■ Set exercise: Rewrite the records below, changing each occurrence of "Result format" to "Output format" and leaving every other line unchanged.

** Start of Task inputs **

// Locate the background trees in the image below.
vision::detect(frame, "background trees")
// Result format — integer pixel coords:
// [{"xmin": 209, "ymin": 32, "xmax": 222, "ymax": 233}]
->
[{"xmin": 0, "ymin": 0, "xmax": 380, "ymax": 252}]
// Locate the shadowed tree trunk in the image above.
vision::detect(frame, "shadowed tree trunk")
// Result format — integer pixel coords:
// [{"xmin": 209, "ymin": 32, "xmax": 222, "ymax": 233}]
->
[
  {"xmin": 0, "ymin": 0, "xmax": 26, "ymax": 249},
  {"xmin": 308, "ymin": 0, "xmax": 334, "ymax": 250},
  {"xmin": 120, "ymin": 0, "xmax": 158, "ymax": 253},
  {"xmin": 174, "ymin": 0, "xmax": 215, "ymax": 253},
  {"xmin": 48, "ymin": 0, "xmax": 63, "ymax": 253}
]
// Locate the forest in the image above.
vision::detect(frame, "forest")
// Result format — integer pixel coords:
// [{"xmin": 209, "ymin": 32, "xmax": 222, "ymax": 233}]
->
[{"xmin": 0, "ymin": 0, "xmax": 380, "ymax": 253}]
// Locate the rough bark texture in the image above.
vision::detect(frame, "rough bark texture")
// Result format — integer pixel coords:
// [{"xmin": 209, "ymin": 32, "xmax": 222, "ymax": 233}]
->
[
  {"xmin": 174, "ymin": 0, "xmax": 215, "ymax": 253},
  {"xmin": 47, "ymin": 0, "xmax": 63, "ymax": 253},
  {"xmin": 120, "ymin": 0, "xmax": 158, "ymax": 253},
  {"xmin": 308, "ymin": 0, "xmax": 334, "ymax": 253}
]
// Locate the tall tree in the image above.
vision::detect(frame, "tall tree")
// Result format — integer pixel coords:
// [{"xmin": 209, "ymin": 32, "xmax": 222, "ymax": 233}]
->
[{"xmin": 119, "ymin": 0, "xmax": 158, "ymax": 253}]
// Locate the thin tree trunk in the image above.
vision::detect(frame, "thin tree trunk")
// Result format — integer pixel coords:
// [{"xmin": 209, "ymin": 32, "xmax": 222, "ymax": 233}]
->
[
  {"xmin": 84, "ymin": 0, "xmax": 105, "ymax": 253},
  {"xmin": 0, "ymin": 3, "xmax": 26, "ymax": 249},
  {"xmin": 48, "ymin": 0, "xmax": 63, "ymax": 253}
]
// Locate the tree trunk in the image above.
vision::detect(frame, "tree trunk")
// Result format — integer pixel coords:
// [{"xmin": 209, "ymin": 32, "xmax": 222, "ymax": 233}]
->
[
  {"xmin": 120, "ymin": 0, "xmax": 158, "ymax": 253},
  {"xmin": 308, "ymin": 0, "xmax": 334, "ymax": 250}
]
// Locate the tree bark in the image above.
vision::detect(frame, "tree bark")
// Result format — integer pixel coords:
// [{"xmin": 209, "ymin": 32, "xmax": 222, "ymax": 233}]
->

** End of Task inputs **

■ Result of the exercise:
// Locate the background trees in the image below.
vision::detect(frame, "background trees")
// Output format — integer pixel coords:
// [{"xmin": 209, "ymin": 32, "xmax": 222, "ymax": 233}]
->
[{"xmin": 0, "ymin": 0, "xmax": 380, "ymax": 252}]
// Locate the shadowed tree trunk in the image above.
vision::detect(frame, "shadowed tree trunk")
// Output format — integer pixel coords:
// [{"xmin": 209, "ymin": 32, "xmax": 222, "ymax": 233}]
->
[
  {"xmin": 0, "ymin": 0, "xmax": 26, "ymax": 249},
  {"xmin": 308, "ymin": 0, "xmax": 334, "ymax": 250},
  {"xmin": 120, "ymin": 0, "xmax": 158, "ymax": 253},
  {"xmin": 174, "ymin": 0, "xmax": 215, "ymax": 253},
  {"xmin": 48, "ymin": 0, "xmax": 63, "ymax": 253}
]
// Locate the forest in the image above.
vision::detect(frame, "forest")
// Output format — integer pixel coords:
// [{"xmin": 209, "ymin": 32, "xmax": 222, "ymax": 233}]
->
[{"xmin": 0, "ymin": 0, "xmax": 380, "ymax": 253}]
// Locate the rough bark texture in the image above.
vision::detect(frame, "rough bark texture")
// Output format — integer pixel coords:
// [{"xmin": 209, "ymin": 32, "xmax": 222, "ymax": 233}]
->
[
  {"xmin": 174, "ymin": 0, "xmax": 215, "ymax": 253},
  {"xmin": 47, "ymin": 0, "xmax": 63, "ymax": 253},
  {"xmin": 120, "ymin": 0, "xmax": 158, "ymax": 253},
  {"xmin": 308, "ymin": 0, "xmax": 334, "ymax": 253}
]
// Locate the tall tree in the image above.
vision::detect(frame, "tall tree")
// Output format — integer pixel coords:
// [{"xmin": 209, "ymin": 32, "xmax": 222, "ymax": 233}]
->
[{"xmin": 119, "ymin": 0, "xmax": 158, "ymax": 253}]
// Locate the thin tree trunk in the image above.
vision::detect(frame, "thin tree trunk")
// Output format — integer pixel coords:
// [{"xmin": 209, "ymin": 32, "xmax": 222, "ymax": 233}]
->
[
  {"xmin": 84, "ymin": 0, "xmax": 105, "ymax": 253},
  {"xmin": 0, "ymin": 3, "xmax": 26, "ymax": 249},
  {"xmin": 48, "ymin": 0, "xmax": 63, "ymax": 253}
]
// Locate the tree trunk in the image above.
vision::detect(frame, "tree trunk")
// Output format — integer pixel coords:
// [{"xmin": 209, "ymin": 32, "xmax": 222, "ymax": 233}]
->
[
  {"xmin": 120, "ymin": 0, "xmax": 158, "ymax": 253},
  {"xmin": 308, "ymin": 0, "xmax": 334, "ymax": 250}
]
// Locate the tree bark in the image above.
vision::detect(frame, "tree bark")
// Output format — integer pixel coords:
// [{"xmin": 209, "ymin": 32, "xmax": 222, "ymax": 233}]
->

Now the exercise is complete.